- **SHORT TASK**: Below are entries; copy exactly, and only, the lines from the one containing "Study the picture above. For each instance of the woman with" through their final line, leaving out pictures.

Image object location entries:
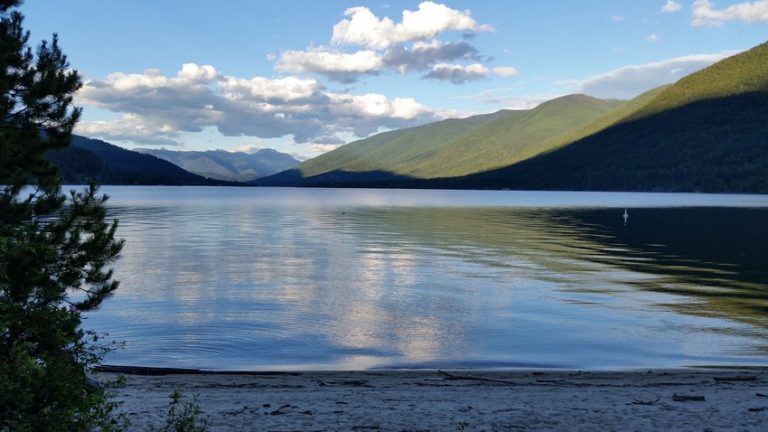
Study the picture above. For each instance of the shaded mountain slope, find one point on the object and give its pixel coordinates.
(229, 166)
(507, 140)
(396, 151)
(89, 159)
(708, 132)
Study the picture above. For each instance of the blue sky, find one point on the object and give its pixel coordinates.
(303, 76)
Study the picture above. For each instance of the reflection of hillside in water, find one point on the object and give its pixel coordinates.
(717, 258)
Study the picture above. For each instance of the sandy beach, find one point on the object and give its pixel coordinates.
(707, 399)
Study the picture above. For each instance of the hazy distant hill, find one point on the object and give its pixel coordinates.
(91, 159)
(707, 132)
(224, 165)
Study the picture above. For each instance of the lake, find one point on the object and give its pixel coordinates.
(279, 278)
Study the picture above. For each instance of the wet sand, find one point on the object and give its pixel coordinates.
(707, 399)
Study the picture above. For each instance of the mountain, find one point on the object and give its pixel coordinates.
(708, 132)
(91, 159)
(450, 147)
(229, 166)
(389, 152)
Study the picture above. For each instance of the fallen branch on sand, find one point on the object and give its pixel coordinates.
(450, 376)
(688, 398)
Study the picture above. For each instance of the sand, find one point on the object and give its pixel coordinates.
(680, 400)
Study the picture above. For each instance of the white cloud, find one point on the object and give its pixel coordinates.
(131, 127)
(629, 81)
(505, 71)
(157, 108)
(410, 45)
(346, 67)
(457, 74)
(671, 6)
(705, 14)
(336, 65)
(246, 148)
(430, 19)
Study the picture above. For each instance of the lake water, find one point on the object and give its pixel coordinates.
(280, 278)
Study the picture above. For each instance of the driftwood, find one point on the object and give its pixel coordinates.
(451, 376)
(688, 398)
(737, 378)
(641, 402)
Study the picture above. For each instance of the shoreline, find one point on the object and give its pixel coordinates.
(695, 399)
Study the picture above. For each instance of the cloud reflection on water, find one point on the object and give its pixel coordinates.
(356, 282)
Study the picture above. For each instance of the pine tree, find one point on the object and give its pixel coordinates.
(55, 251)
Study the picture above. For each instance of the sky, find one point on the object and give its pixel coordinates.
(305, 76)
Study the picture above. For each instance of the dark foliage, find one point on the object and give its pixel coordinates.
(54, 252)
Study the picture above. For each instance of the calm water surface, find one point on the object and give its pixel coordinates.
(262, 278)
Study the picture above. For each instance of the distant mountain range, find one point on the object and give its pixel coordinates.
(89, 159)
(228, 166)
(707, 132)
(92, 159)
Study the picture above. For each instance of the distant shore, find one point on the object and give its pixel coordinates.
(702, 399)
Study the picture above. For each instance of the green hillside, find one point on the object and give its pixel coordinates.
(708, 132)
(228, 166)
(395, 151)
(453, 147)
(507, 140)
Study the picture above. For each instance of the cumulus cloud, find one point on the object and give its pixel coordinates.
(422, 55)
(457, 74)
(407, 46)
(460, 74)
(157, 108)
(335, 65)
(505, 71)
(430, 19)
(671, 6)
(629, 81)
(706, 15)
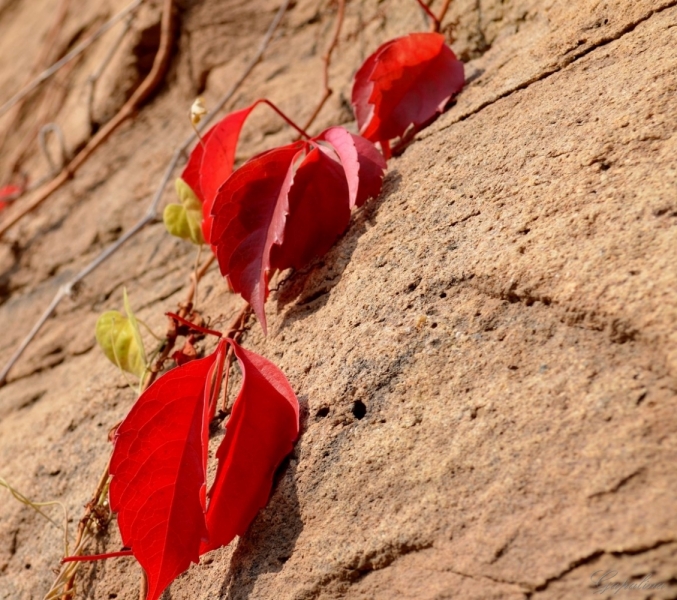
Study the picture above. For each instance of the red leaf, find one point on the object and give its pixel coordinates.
(159, 463)
(260, 432)
(158, 470)
(407, 81)
(249, 214)
(362, 162)
(319, 211)
(272, 214)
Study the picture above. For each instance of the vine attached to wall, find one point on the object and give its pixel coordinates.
(281, 209)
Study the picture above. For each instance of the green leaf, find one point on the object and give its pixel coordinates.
(184, 220)
(120, 339)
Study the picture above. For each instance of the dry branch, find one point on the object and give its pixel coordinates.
(147, 87)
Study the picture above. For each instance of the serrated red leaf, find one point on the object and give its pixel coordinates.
(158, 471)
(407, 81)
(212, 161)
(261, 431)
(286, 206)
(159, 463)
(318, 211)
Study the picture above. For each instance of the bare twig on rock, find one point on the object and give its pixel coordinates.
(79, 49)
(327, 61)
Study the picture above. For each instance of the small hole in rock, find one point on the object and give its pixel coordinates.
(359, 409)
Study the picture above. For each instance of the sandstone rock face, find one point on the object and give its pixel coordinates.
(487, 360)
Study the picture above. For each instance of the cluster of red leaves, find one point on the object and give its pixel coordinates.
(281, 209)
(159, 466)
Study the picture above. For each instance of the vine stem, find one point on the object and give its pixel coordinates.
(327, 61)
(151, 213)
(435, 26)
(143, 92)
(437, 23)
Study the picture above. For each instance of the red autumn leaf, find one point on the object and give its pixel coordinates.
(363, 163)
(249, 216)
(407, 81)
(212, 160)
(286, 206)
(159, 463)
(260, 432)
(9, 193)
(159, 472)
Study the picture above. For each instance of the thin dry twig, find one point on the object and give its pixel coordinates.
(435, 25)
(327, 92)
(79, 49)
(151, 214)
(147, 87)
(94, 77)
(40, 63)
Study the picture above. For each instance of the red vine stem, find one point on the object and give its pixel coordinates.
(327, 61)
(193, 326)
(93, 557)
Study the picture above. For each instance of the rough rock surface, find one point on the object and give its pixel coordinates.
(487, 360)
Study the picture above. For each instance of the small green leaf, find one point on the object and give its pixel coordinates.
(184, 220)
(120, 339)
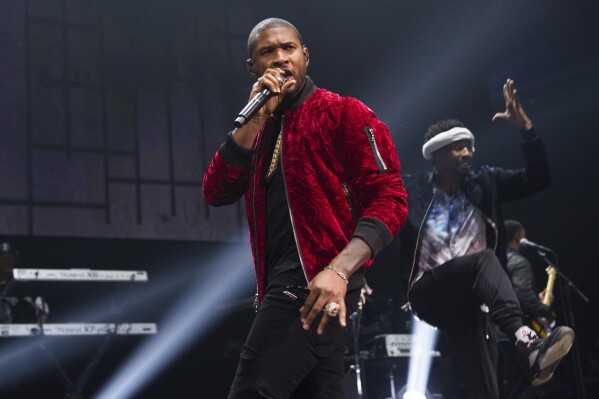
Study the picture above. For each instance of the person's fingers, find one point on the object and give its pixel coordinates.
(342, 314)
(323, 323)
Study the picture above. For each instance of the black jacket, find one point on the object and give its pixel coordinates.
(485, 187)
(520, 272)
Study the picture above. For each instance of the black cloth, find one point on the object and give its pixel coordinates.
(521, 275)
(281, 360)
(449, 297)
(486, 188)
(281, 255)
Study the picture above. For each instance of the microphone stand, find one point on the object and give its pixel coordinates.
(355, 320)
(566, 287)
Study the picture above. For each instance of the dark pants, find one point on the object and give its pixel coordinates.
(450, 296)
(281, 360)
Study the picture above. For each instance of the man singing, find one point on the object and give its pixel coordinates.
(320, 175)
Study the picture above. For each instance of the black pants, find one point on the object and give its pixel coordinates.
(281, 360)
(450, 297)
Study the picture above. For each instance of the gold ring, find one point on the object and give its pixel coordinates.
(332, 309)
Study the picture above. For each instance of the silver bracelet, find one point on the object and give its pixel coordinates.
(338, 273)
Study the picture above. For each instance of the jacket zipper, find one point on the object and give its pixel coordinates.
(375, 149)
(257, 151)
(349, 203)
(492, 223)
(299, 252)
(407, 305)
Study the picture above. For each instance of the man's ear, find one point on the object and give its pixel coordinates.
(250, 65)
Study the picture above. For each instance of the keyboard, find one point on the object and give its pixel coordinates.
(66, 329)
(79, 275)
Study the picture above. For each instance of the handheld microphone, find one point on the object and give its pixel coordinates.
(526, 243)
(252, 107)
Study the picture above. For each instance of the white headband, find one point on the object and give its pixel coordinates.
(444, 138)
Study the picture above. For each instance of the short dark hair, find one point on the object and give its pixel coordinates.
(440, 127)
(269, 23)
(512, 228)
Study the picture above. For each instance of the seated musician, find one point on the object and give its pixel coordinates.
(15, 309)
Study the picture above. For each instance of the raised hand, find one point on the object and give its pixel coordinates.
(514, 113)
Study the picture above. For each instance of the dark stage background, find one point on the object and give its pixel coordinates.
(111, 110)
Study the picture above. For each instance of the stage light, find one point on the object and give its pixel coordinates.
(223, 280)
(424, 339)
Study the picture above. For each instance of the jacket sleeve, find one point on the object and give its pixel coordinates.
(534, 177)
(522, 280)
(373, 167)
(227, 177)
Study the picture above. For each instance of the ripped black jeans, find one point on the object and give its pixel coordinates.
(281, 360)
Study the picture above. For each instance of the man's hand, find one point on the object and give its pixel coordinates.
(514, 113)
(551, 298)
(325, 287)
(274, 80)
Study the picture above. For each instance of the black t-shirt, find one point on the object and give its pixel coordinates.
(282, 259)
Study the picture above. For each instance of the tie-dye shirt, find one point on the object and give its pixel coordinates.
(452, 228)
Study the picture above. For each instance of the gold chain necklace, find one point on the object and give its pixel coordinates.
(275, 157)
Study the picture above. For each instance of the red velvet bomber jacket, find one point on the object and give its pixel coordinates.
(341, 173)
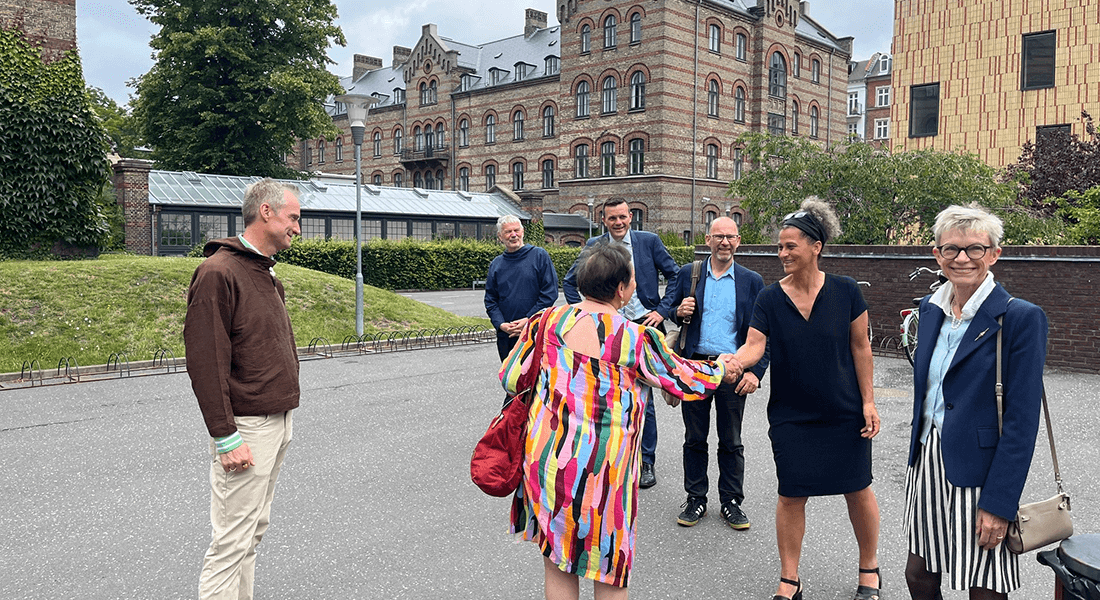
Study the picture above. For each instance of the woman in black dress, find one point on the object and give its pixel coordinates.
(822, 411)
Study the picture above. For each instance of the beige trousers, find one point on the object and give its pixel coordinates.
(240, 508)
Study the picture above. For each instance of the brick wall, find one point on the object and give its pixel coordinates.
(1064, 281)
(131, 188)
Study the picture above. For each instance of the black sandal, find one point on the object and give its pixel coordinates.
(798, 592)
(867, 592)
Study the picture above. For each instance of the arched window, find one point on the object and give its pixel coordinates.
(582, 99)
(777, 76)
(609, 95)
(638, 90)
(637, 156)
(548, 122)
(581, 159)
(517, 124)
(609, 26)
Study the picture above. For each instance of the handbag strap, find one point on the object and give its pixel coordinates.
(1046, 410)
(696, 270)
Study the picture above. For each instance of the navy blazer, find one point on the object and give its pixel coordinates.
(974, 454)
(749, 284)
(649, 257)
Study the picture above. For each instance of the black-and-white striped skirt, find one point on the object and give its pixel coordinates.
(941, 521)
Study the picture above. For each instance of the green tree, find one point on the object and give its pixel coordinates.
(120, 124)
(234, 84)
(881, 197)
(53, 153)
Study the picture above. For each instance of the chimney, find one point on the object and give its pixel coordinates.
(402, 55)
(363, 65)
(534, 21)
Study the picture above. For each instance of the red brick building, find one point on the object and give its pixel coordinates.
(639, 100)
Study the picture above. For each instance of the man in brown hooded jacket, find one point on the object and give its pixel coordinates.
(243, 364)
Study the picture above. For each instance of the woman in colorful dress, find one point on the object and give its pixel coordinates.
(821, 414)
(579, 493)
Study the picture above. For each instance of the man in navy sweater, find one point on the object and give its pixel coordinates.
(647, 307)
(520, 282)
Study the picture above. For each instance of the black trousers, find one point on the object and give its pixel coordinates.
(729, 411)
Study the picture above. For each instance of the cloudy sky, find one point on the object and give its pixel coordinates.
(113, 39)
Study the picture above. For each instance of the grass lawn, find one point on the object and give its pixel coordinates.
(88, 309)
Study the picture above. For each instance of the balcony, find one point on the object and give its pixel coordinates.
(429, 155)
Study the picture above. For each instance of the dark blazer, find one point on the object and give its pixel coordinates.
(649, 257)
(974, 455)
(749, 284)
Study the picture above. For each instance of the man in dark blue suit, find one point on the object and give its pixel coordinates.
(719, 314)
(648, 257)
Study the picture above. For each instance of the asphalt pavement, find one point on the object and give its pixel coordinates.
(105, 491)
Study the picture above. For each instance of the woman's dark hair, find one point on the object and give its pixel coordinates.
(601, 269)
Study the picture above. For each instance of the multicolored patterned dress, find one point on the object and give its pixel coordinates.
(579, 494)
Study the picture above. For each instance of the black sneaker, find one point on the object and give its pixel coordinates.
(734, 516)
(694, 509)
(648, 478)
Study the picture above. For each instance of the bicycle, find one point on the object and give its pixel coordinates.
(910, 317)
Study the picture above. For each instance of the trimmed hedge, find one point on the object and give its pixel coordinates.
(413, 264)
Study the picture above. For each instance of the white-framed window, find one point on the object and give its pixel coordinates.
(517, 126)
(638, 90)
(882, 96)
(548, 116)
(881, 129)
(582, 99)
(491, 129)
(609, 95)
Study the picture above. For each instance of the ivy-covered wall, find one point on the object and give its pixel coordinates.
(53, 155)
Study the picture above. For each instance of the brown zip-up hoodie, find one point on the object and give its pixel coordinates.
(241, 355)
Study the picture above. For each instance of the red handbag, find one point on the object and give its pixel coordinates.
(497, 464)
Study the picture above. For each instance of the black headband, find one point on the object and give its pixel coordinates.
(807, 224)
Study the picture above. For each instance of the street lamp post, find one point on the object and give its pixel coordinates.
(592, 214)
(358, 107)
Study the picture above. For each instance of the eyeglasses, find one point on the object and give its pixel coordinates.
(974, 251)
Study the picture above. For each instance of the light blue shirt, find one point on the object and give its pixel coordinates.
(950, 336)
(633, 309)
(717, 328)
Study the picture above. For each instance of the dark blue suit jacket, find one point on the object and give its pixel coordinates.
(649, 257)
(749, 284)
(974, 455)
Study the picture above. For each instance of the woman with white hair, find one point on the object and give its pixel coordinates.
(965, 476)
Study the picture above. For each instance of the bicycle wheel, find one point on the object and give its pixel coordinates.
(909, 335)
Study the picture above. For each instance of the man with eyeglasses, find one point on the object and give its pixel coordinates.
(715, 320)
(648, 257)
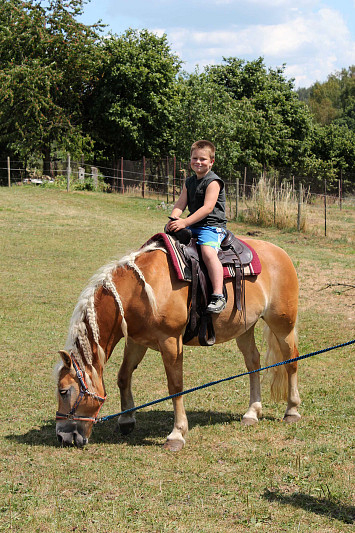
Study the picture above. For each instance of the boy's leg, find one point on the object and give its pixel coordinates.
(209, 240)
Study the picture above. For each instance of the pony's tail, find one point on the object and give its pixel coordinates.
(277, 375)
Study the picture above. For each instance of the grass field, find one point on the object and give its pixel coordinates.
(271, 478)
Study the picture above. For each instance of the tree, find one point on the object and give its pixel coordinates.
(130, 110)
(47, 60)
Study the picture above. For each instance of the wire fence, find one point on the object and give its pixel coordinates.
(272, 198)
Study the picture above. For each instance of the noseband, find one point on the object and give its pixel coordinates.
(83, 391)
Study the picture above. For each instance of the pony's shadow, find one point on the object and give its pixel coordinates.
(322, 506)
(151, 429)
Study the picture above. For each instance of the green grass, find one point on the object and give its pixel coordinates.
(272, 478)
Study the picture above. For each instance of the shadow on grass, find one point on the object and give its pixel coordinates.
(151, 429)
(322, 506)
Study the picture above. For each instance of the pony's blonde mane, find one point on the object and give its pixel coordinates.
(85, 308)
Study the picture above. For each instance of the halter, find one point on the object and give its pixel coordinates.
(83, 390)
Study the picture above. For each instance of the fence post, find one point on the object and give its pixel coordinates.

- **SOLUTION BELOW**:
Study the picture above. For each instance of the woman with white hair, find one point on the object and give its pixel coordinates.
(965, 476)
Study the picture above. For each instance of the bicycle wheel, find one point on the object and give its pixel coordinates.
(909, 335)
Study the picture above. For each instance of the man with eyeglasses, find one point on the object and give its pixel coordinates.
(715, 320)
(648, 257)
Study the picture above. For each instance of the boy's leg, find one point on the object and give its pixel coordinates.
(209, 240)
Study the picture above. For each instance of the pony's tail, find one point on the object and give its pixel coordinates.
(277, 375)
Study the picture above. For each instance of the grass field, find one point on the object and give its pixel coordinates.
(271, 478)
Study the picture above. For each instance of the tree, find one point on the object and give its pixel coordinates.
(130, 110)
(47, 60)
Study the picture above. For each instance of the wire fence, find one point on the object and give its pixel coordinates.
(272, 198)
Study the picture above. For each instance of the noseband, find one point on the object and give its pixel coordinates.
(83, 391)
Study the picture above. For each instance of the pony's shadow, find one point on the object and give its pixel coordinates.
(322, 506)
(151, 429)
Study the picture above. For each instance of the green grass, find one point on the object and give its pixel coordinates.
(272, 478)
Study the picture above. For each instance of the shadow on grass, find one point on the object and give its pixel coordinates.
(151, 429)
(322, 506)
Study the picture above. For each instance of the pony's blonde mane, find one point on the object and give its pixel coordinates.
(85, 308)
Study the picture above. For each instance of the halter, find one point on the object and give its pixel coordinates.
(83, 390)
Study the picture above. For each instance of the fence post, find one point on the object and give its pixel coordinates.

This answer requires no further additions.